◆ Text ◆
L.M. WHITE CONTRACTING COMPANY, a corporation, Appellant and Cross Appellee,
v.
TUCSON ROCK AND SAND COMPANY, a corporation, Appellee and Cross Appellant.
No. 2 CA-CIV 690.
Court of Appeals of Arizona, Division 2.
March 12, 1970.*542 Gerald B. Hirsch, Lesher & Scruggs, by D. Thompson Slutes, Tucson, for appellant and cross appellee.
Miller, Pitt & Feldman, by Stanley G. Feldman, Tucson, for appellee and cross appellant.
HATHAWAY, Judge.
This litigation between Tucson Rock and Sand Company as plaintiff and L.M. White Contracting Company as defendant arose out of the latter's refusal to permit the plaintiff to enter upon land owned by the defendant and to remove sand and gravel therefrom. The case was tried to the court sitting without a jury and extensive findings of fact and conclusions of law were rendered. The issues as to plaintiff's right to enter and remove gravel were resolved in its favor, hence this appeal. The trial court, however, denied plaintiff's claim for damages for the period in which its right was denied, which ruling is subject of the cross appeal.
The judgment entered below declared the defendant to be a constructive trustee of the subject property for the plaintiff's benefit, that the plaintiff had a profit a prendre in the property consisting of the right to quarry, sever and remove rock, sand and gravel in such quantities and at such times as it desired and until exhaustion of the rock, sand and gravel deposits, and that it had an easement over the defendant's property to the property which was subject of the profit a prendre. The judgment further ordered that for each cubic yard of material removed by the plaintiff it was to pay to the defendant five cents per cubic yard, that the defendant could make use of the subject property coextensive with that of the plaintiff, and that the constructive trust would terminate upon depletion and exhaustion of all rock, sand and gravel deposits on the subject property.
The trial court made the following factual findings which, in the absence of a "clearly erroneous" showing, we accept as true. Ashton Company, Inc., Contractors and Engineers v. State, 9 Ariz. App. 564, 454 P.2d 1004 (1969). At all material times, the defendant and its predecessor in interest (L.M. White Contracting Company, a sole proprietorship) had extremely close business relationships with the plaintiff. The defendant and plaintiff had interlocking boards of directors, containing common directors; had common officers, managerial employees and stockholders, and common, though not identical, business pursuits. At all times up to the year 1962, Mr. L.M. White was president of the plaintiff corporation and at all times up to and including May, 1955, he was also president of the defendant corporation. (L.M. White Contracting company was incorporated in 1950)
In 1947, the plaintiff purchased a parcel of real property located south of Speedway Boulevard (hereinafter referred to as south borrow pit). This property was purchased because both plaintiff and L.M. White Contracting Company (defendant's predecessor in interest) were in need of new sources from which to quarry building materials and the property was purchased with the specific intent that it be used as a borrow pit for the mining or quarrying of such materials. At the time of purchase, an oral agreement was entered into between plaintiff and L.M. White Contracting Company, the substance of which was that they would jointly engage in quarry operations in the borrow pit, each having the right to use the pit to the same extent as the other, the only difference being that for each cubic yard of material removed by White Company, it would pay plaintiff at the rate of five cents per cubic yard. Each party had the right to remove as much material as it wanted, as and when needed and desired, and for so long as the source lasted.

◆ Supplied material ◆
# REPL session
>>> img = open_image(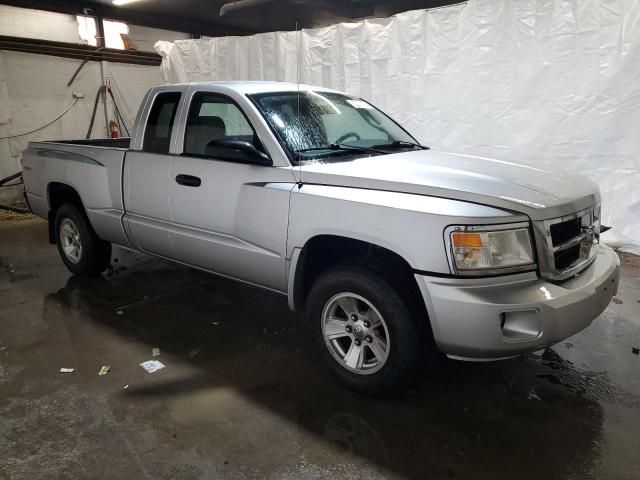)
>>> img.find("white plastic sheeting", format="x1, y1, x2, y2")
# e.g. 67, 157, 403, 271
156, 0, 640, 253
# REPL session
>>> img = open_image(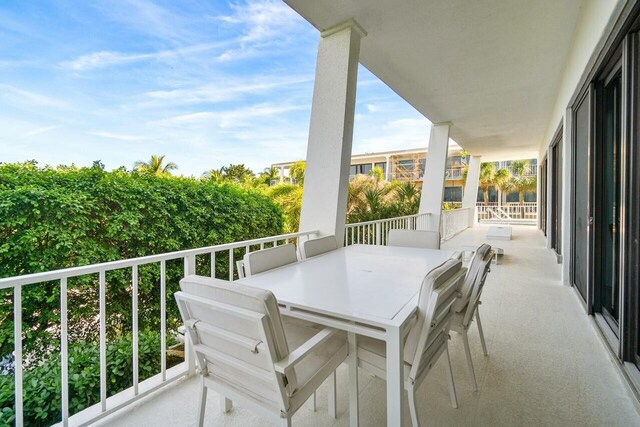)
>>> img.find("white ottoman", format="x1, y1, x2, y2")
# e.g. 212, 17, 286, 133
487, 225, 511, 240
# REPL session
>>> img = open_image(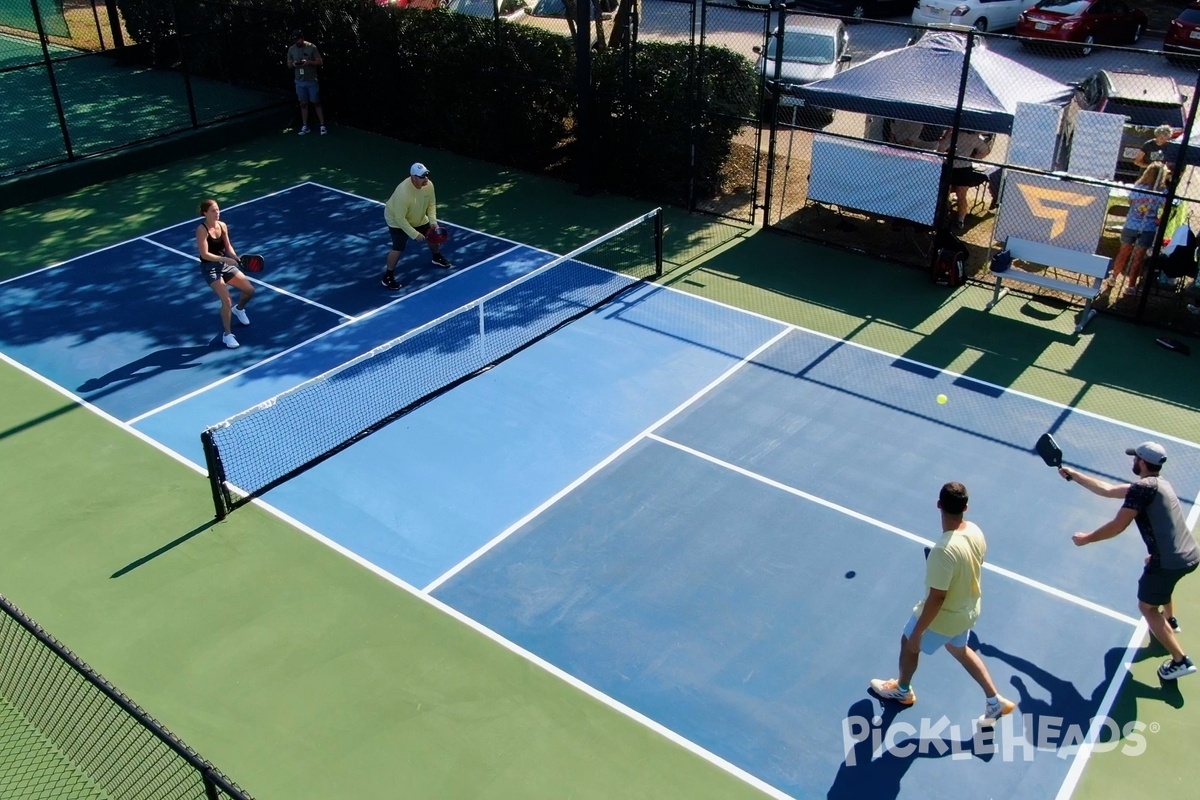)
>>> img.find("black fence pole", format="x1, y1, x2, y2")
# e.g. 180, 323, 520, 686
104, 0, 125, 49
29, 0, 74, 161
758, 0, 796, 228
929, 30, 976, 256
91, 0, 108, 50
170, 0, 200, 131
575, 0, 595, 194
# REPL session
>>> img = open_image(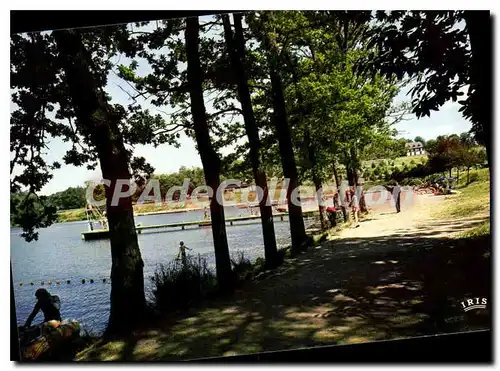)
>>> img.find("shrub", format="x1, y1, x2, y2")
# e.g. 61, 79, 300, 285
469, 173, 479, 184
405, 178, 424, 187
231, 251, 254, 281
151, 255, 217, 311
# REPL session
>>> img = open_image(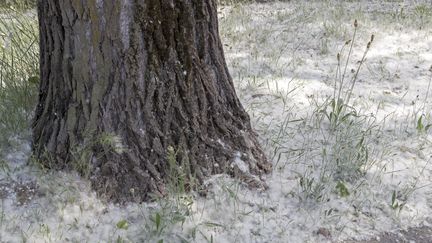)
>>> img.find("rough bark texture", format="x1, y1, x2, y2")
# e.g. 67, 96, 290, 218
33, 0, 271, 201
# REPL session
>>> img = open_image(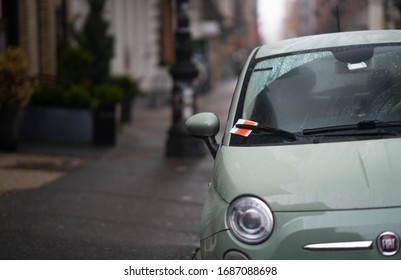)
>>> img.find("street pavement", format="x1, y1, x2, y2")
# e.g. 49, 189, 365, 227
0, 80, 235, 260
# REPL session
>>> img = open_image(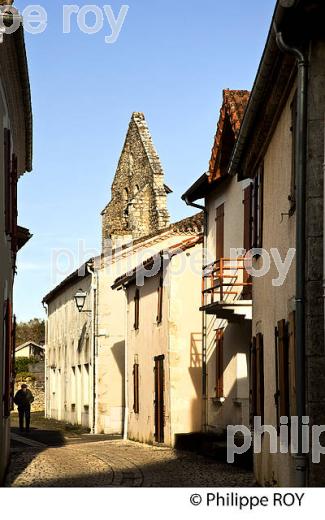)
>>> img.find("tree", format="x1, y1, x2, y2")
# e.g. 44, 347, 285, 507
16, 318, 45, 347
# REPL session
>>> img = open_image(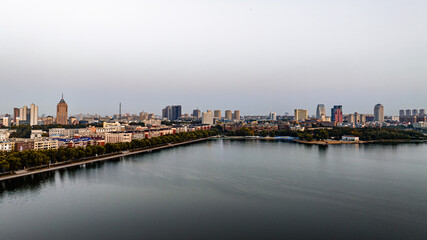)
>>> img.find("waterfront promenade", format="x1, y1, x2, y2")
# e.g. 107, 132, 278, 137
0, 137, 215, 182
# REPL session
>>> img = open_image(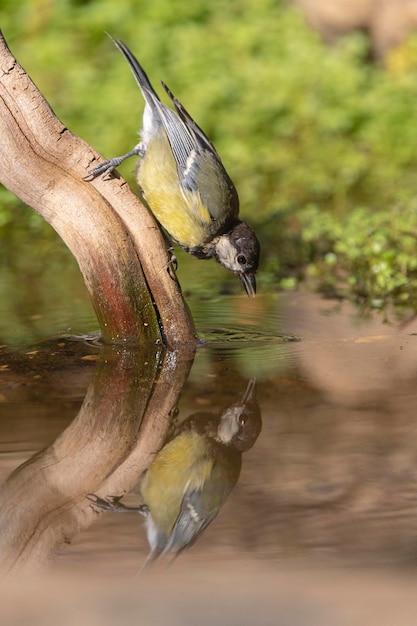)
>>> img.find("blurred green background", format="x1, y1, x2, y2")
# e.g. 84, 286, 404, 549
0, 0, 417, 324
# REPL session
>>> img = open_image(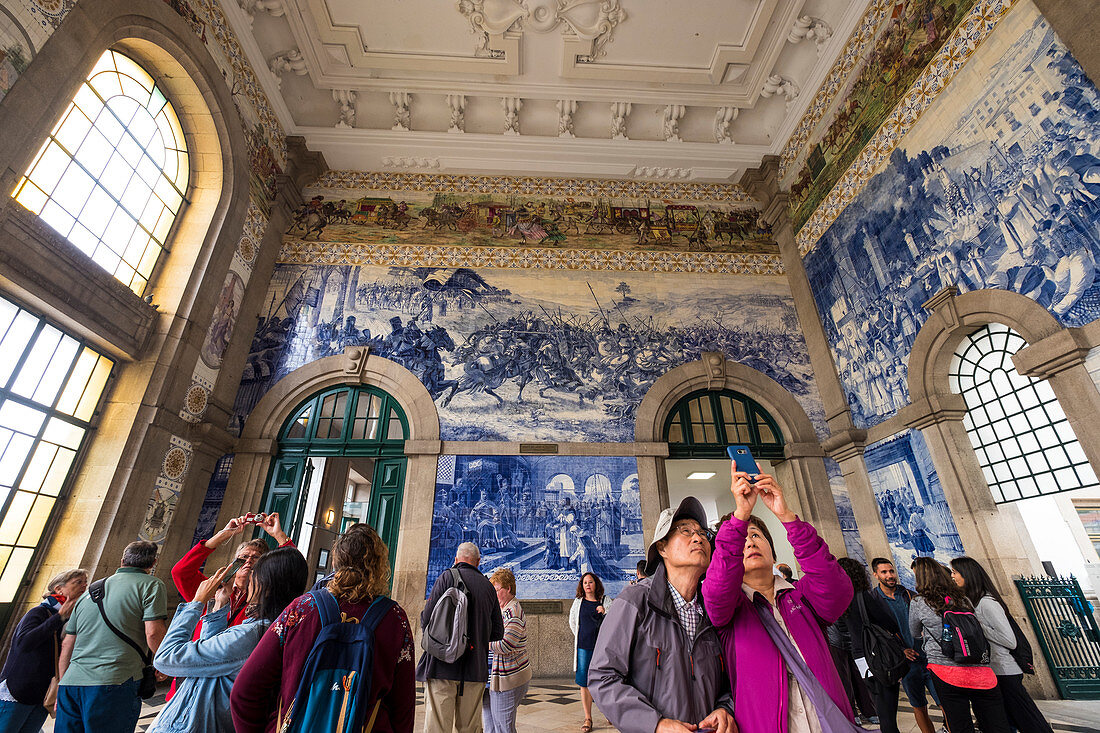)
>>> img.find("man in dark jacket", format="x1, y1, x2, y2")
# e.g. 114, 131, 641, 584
589, 496, 737, 733
416, 543, 504, 733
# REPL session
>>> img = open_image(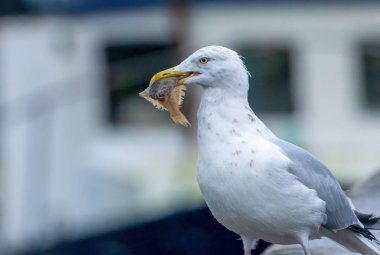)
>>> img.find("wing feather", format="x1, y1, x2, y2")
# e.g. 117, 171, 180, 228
276, 139, 362, 230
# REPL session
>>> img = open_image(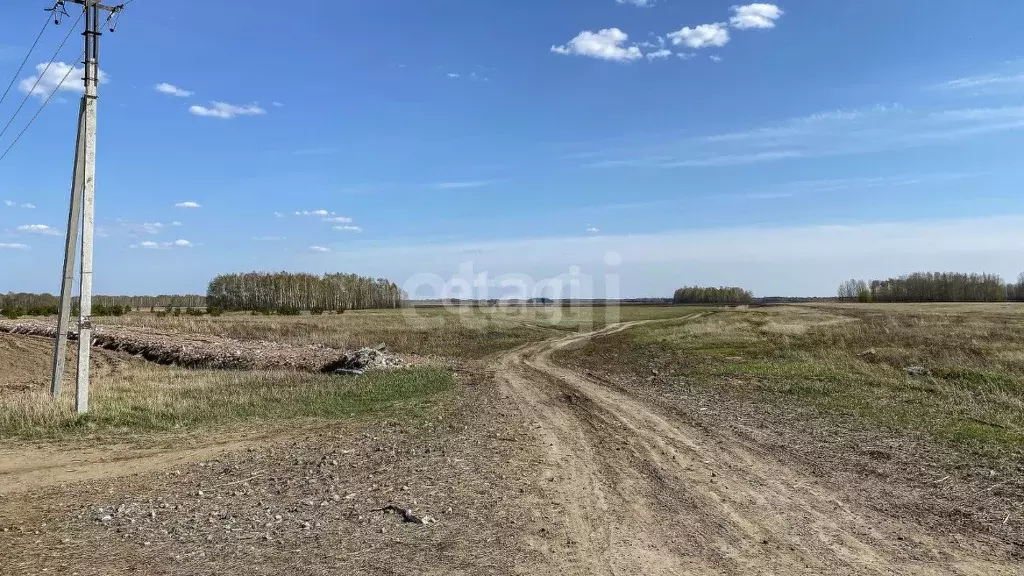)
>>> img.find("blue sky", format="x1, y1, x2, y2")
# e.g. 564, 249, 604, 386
0, 0, 1024, 296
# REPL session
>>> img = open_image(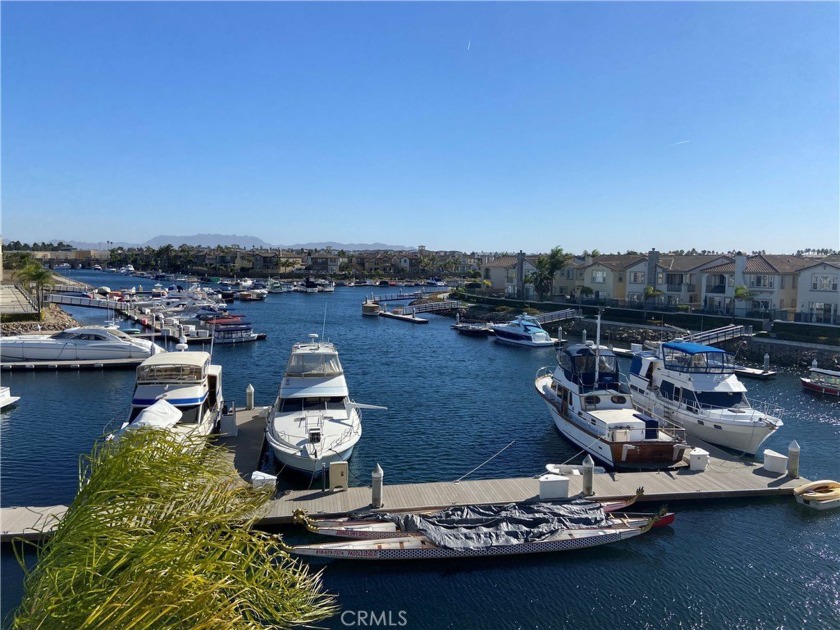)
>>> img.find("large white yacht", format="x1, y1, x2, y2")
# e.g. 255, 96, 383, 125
630, 339, 782, 455
0, 326, 166, 363
490, 313, 557, 347
118, 351, 224, 435
266, 334, 385, 477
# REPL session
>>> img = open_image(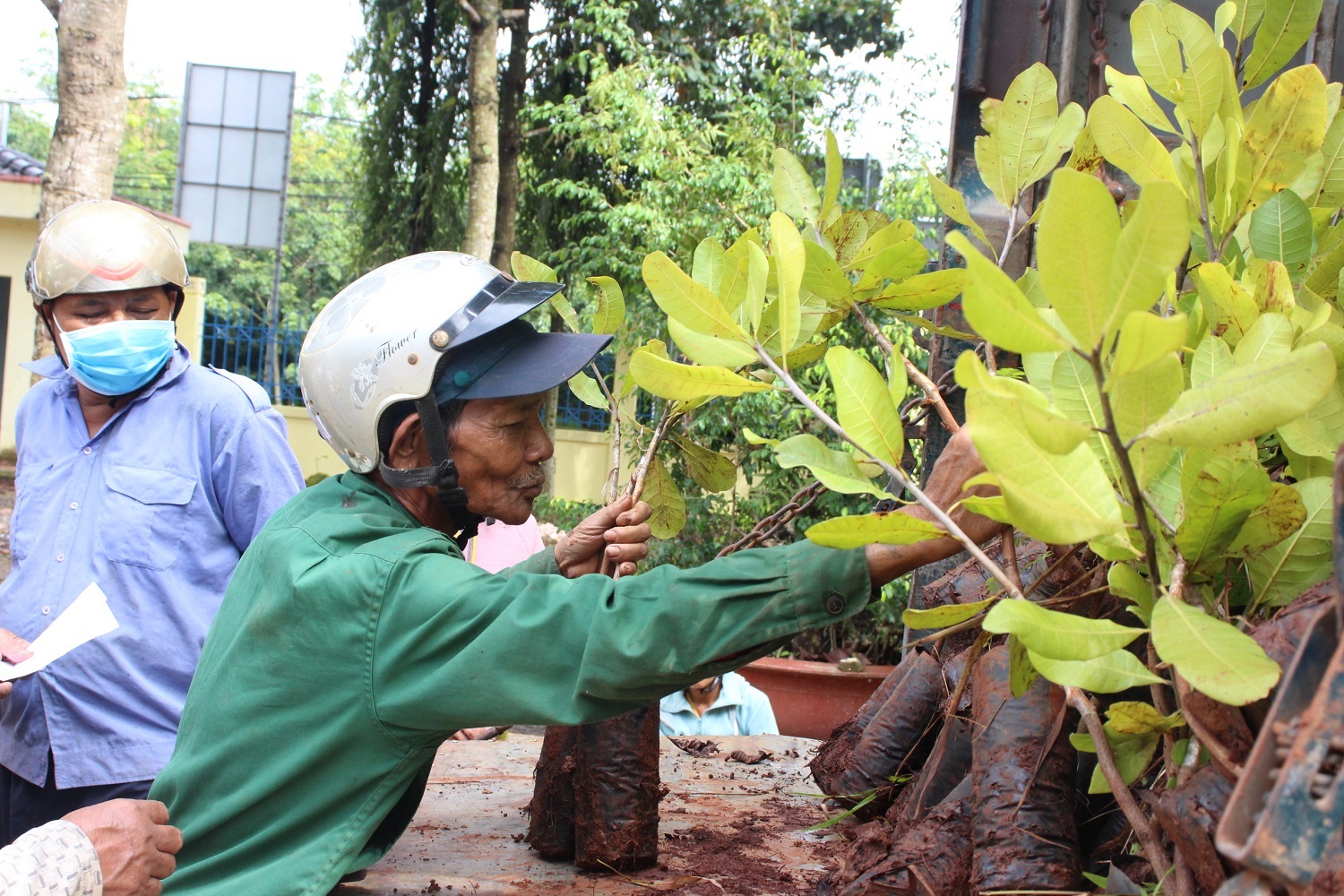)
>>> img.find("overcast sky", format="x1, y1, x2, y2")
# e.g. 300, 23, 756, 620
0, 0, 960, 164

◆ Given task 1 ◆
In the court opinion, the sentence beginning "The defendant and plaintiff had interlocking boards of directors" names things the two companies shared. List each one.
◆ Given task 2 ◆
Write the next part of the court opinion, starting right after its last sentence.

◆ Exercise response 1 ◆
- Directors (on interlocking boards of directors)
- Officers
- Managerial employees
- Stockholders
- Business pursuits (common, though not identical)

◆ Exercise response 2 ◆
*543 Pursuant to this agreement, both parties removed materials from the south borrow pit and between 1951 and 1959, the defendant removed large quantities of material to be used on a very large construction job at Davis Monthan AFB in which plaintiff had no interest. The effect of defendant's quarrying activity, coupled with plaintiff's, was to substantially exhaust the deposits in the south borrow pit. At that time, and at the time of trial, deposits suitable for use as building materials and available for quarrying were scarce. The availability of such deposits were extremely important to businesses such as plaintiff's and defendant's, and such availability afforded a substantial competitive advantage to them. The plaintiff was not engaged in selling raw materials and would not have allowed the defendant to remove materials from the south borrow pit were it not for the close relationship between the plaintiff and defendant and their oral agreement.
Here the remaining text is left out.